Written instruction: Could you reproduce word for word the lines that begin with the one containing "target: tree silhouette" and end with the one containing "[(255, 66), (256, 51), (255, 0), (0, 1), (0, 72)]", with both of those lines included?

Records excerpted from a collection
════

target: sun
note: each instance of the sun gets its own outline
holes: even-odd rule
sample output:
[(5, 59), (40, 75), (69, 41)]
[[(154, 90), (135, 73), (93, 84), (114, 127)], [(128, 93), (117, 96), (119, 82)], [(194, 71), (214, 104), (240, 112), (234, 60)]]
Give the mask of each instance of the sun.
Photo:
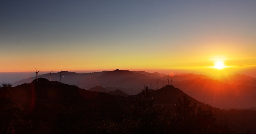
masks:
[(214, 68), (219, 70), (222, 69), (225, 67), (225, 65), (224, 64), (224, 63), (221, 61), (216, 61), (215, 62), (215, 66), (214, 66)]

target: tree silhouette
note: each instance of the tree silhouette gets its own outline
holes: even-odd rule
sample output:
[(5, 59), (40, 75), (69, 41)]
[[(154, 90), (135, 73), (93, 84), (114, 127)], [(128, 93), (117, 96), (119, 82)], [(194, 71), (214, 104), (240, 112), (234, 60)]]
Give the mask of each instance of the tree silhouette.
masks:
[(172, 120), (176, 133), (221, 133), (211, 109), (203, 110), (196, 104), (190, 105), (186, 96), (178, 98), (174, 110)]

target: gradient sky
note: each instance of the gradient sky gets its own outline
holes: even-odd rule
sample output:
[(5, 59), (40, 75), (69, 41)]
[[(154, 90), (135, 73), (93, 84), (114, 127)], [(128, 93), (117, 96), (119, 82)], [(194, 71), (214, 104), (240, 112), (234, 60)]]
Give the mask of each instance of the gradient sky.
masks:
[(255, 66), (256, 51), (255, 0), (0, 1), (0, 72)]

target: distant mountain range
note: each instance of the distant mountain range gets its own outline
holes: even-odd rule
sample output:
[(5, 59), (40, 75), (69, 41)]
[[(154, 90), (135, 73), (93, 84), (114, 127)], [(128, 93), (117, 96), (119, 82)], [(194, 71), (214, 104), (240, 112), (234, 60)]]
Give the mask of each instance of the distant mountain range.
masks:
[[(186, 80), (183, 83), (188, 84), (187, 84), (187, 82), (191, 82), (200, 84), (203, 83), (207, 83), (209, 80), (209, 81), (213, 81), (213, 82), (208, 84), (224, 84), (228, 86), (228, 85), (216, 80), (207, 80), (202, 78), (192, 80), (195, 81)], [(160, 81), (160, 79), (159, 79), (159, 80)], [(177, 84), (179, 85), (180, 83), (177, 83)], [(192, 85), (188, 85), (188, 86)], [(68, 107), (78, 107), (79, 108), (79, 109), (81, 110), (86, 108), (90, 108), (90, 109), (95, 109), (92, 108), (96, 106), (95, 109), (97, 110), (97, 112), (99, 112), (98, 114), (100, 115), (102, 118), (122, 119), (124, 118), (124, 116), (129, 116), (129, 114), (127, 114), (126, 113), (128, 107), (127, 104), (134, 100), (134, 96), (141, 95), (141, 94), (138, 94), (135, 95), (129, 96), (126, 98), (121, 96), (122, 95), (111, 94), (113, 94), (111, 93), (113, 92), (123, 93), (121, 90), (115, 90), (114, 92), (112, 92), (106, 88), (97, 86), (90, 89), (89, 90), (93, 91), (91, 91), (80, 88), (76, 86), (66, 84), (60, 84), (59, 82), (57, 81), (50, 82), (47, 79), (42, 78), (38, 79), (37, 82), (35, 79), (31, 83), (24, 84), (12, 87), (9, 90), (11, 91), (9, 93), (5, 92), (5, 90), (3, 89), (3, 89), (3, 88), (1, 88), (1, 90), (0, 91), (0, 98), (3, 99), (5, 98), (6, 95), (8, 95), (12, 103), (17, 104), (21, 107), (22, 107), (22, 106), (25, 106), (24, 108), (27, 109), (29, 111), (27, 113), (29, 113), (29, 116), (28, 116), (27, 118), (34, 121), (42, 120), (46, 120), (47, 121), (49, 120), (53, 122), (59, 121), (60, 118), (55, 118), (56, 117), (61, 117), (62, 116), (60, 116), (58, 114), (59, 113), (54, 113), (54, 111), (48, 113), (47, 111), (48, 111), (47, 110), (50, 110), (50, 109), (46, 110), (44, 109), (45, 108), (44, 108), (44, 107), (39, 107), (43, 105), (46, 108), (50, 107), (52, 107), (51, 105), (52, 104), (51, 104), (52, 103), (55, 104), (55, 105), (57, 105), (56, 107), (60, 104)], [(115, 89), (114, 88), (107, 88), (112, 90)], [(202, 92), (204, 91), (201, 91)], [(105, 92), (108, 92), (109, 93), (104, 93)], [(234, 92), (242, 91), (236, 90)], [(214, 93), (213, 94), (215, 95)], [(249, 130), (251, 132), (256, 132), (256, 128), (255, 127), (255, 125), (256, 124), (256, 111), (254, 110), (231, 109), (226, 111), (222, 110), (208, 104), (205, 104), (197, 100), (197, 99), (187, 94), (180, 89), (170, 85), (165, 85), (158, 90), (151, 91), (149, 98), (153, 97), (155, 106), (164, 106), (166, 107), (165, 110), (172, 111), (173, 109), (173, 106), (177, 101), (177, 98), (183, 95), (187, 96), (188, 100), (190, 101), (191, 104), (196, 103), (203, 109), (210, 108), (217, 119), (217, 122), (226, 123), (231, 130), (244, 132)], [(232, 101), (230, 100), (230, 101)], [(47, 105), (44, 106), (44, 103), (40, 102), (45, 102), (44, 101), (47, 102)], [(0, 106), (2, 107), (4, 106), (1, 105)], [(43, 110), (44, 111), (46, 110), (45, 112), (46, 113), (39, 111), (40, 108), (42, 109), (40, 110)], [(27, 114), (27, 113), (24, 113)], [(46, 116), (44, 116), (44, 114), (38, 115), (38, 113), (46, 114), (45, 115)], [(50, 117), (52, 116), (52, 116), (52, 117)]]
[[(119, 89), (129, 95), (136, 95), (145, 86), (155, 90), (168, 84), (168, 75), (145, 71), (117, 69), (87, 73), (63, 71), (62, 82), (88, 90), (97, 86), (110, 91)], [(39, 78), (49, 79), (49, 74)], [(59, 81), (59, 73), (51, 73), (52, 80)], [(13, 86), (30, 83), (36, 77), (20, 80)], [(169, 84), (179, 88), (201, 102), (222, 108), (256, 107), (256, 78), (235, 74), (216, 79), (203, 75), (183, 74), (174, 75)], [(158, 85), (157, 86), (156, 84)], [(109, 91), (108, 91), (108, 92)], [(107, 91), (105, 92), (107, 92)]]

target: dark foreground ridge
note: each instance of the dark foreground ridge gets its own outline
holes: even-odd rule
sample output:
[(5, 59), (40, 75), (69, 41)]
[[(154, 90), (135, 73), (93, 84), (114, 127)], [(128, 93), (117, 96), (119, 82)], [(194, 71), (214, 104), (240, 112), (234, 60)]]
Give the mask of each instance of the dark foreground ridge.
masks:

════

Solution:
target: tree silhouette
note: each instance of the tree silhouette gets its own outline
holes: even-odd rule
sample output:
[(5, 59), (40, 75), (69, 41)]
[[(154, 90), (135, 73), (93, 84), (114, 127)], [(128, 93), (117, 96), (119, 82)], [(194, 71), (214, 104), (240, 112), (234, 60)]]
Give the mask of each instance of the tree silhouette.
masks:
[(172, 120), (176, 133), (221, 133), (211, 109), (203, 110), (196, 104), (190, 105), (186, 96), (178, 98), (174, 110)]

target: gradient sky
note: each instance of the gradient sky gets its own outline
holes: even-odd rule
sample output:
[(5, 59), (40, 75), (69, 41)]
[[(154, 90), (135, 73), (93, 84), (114, 127)], [(128, 93), (117, 96), (119, 82)], [(194, 71), (214, 104), (240, 112), (234, 60)]]
Give the mask of each instance of the gradient sky.
masks:
[(255, 66), (256, 51), (255, 0), (0, 1), (0, 72)]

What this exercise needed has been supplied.